▸ ABOUT THIS EXERCISE:
At the line containing "Expected: one point per instance of the black", begin retyping, and stop after the last line of the data; add nothing.

▸ Dataset entries:
↓

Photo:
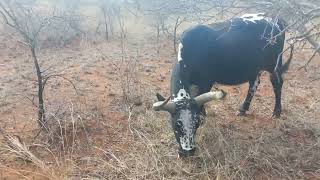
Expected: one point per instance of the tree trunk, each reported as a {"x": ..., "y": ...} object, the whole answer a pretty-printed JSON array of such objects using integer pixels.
[
  {"x": 105, "y": 24},
  {"x": 41, "y": 112}
]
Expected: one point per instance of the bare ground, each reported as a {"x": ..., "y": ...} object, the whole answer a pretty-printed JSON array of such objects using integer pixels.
[{"x": 105, "y": 129}]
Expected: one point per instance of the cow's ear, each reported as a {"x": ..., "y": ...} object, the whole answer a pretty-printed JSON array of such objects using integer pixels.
[{"x": 160, "y": 97}]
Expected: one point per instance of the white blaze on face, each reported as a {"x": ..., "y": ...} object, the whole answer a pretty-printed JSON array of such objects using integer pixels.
[
  {"x": 179, "y": 52},
  {"x": 187, "y": 140},
  {"x": 182, "y": 94},
  {"x": 254, "y": 17}
]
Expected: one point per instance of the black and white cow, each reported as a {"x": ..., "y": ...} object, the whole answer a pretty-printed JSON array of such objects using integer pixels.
[{"x": 230, "y": 53}]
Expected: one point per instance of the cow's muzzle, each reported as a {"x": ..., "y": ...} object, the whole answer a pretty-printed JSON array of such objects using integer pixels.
[{"x": 186, "y": 153}]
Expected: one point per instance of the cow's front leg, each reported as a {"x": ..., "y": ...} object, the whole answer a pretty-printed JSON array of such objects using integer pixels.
[
  {"x": 277, "y": 81},
  {"x": 253, "y": 86}
]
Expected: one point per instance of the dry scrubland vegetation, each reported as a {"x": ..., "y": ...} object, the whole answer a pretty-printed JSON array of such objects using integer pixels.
[{"x": 99, "y": 86}]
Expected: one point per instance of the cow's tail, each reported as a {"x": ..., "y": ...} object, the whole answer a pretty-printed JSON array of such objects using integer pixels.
[{"x": 286, "y": 65}]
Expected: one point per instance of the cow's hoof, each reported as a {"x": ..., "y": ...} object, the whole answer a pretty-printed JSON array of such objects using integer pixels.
[
  {"x": 276, "y": 114},
  {"x": 241, "y": 113}
]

↑

▸ RESULT OF THIS TASK:
Expected: one point per instance of the black and white cow, each reported as a {"x": ..., "y": ...} object, the whole answer a pretty-printed JSON array of such objects using integer pixels.
[{"x": 230, "y": 53}]
Expected: one point per instance of the cow's muzzle, each reported as a {"x": ..., "y": ...} object, the whole answer a pretty-printed JSON array of such objects using integer pixels.
[{"x": 186, "y": 153}]
Expected: one point per instance of the cow's front leg, each reported as a {"x": ..., "y": ...} object, the whole answer a pretty-printed JSON array of such objects using integer pixels.
[
  {"x": 277, "y": 81},
  {"x": 253, "y": 86}
]
Expected: one point per instance of the dry scrubland vegetation, each reported as a {"x": ..., "y": ...} object, the whole answer a pretty-printed JSON array of such objects using integer pixels.
[{"x": 99, "y": 86}]
Expected: one point per instance of the cow's tail, each reported as a {"x": ..., "y": ...} object, the whole answer a pretty-printed JSON array of such objects using integer pixels.
[{"x": 286, "y": 65}]
Expected: one point per instance of the cow's hoof, each reported as a {"x": ..., "y": ...} object, the whole answer a pretty-printed JSON array of such objects using integer pixels.
[
  {"x": 276, "y": 114},
  {"x": 241, "y": 113}
]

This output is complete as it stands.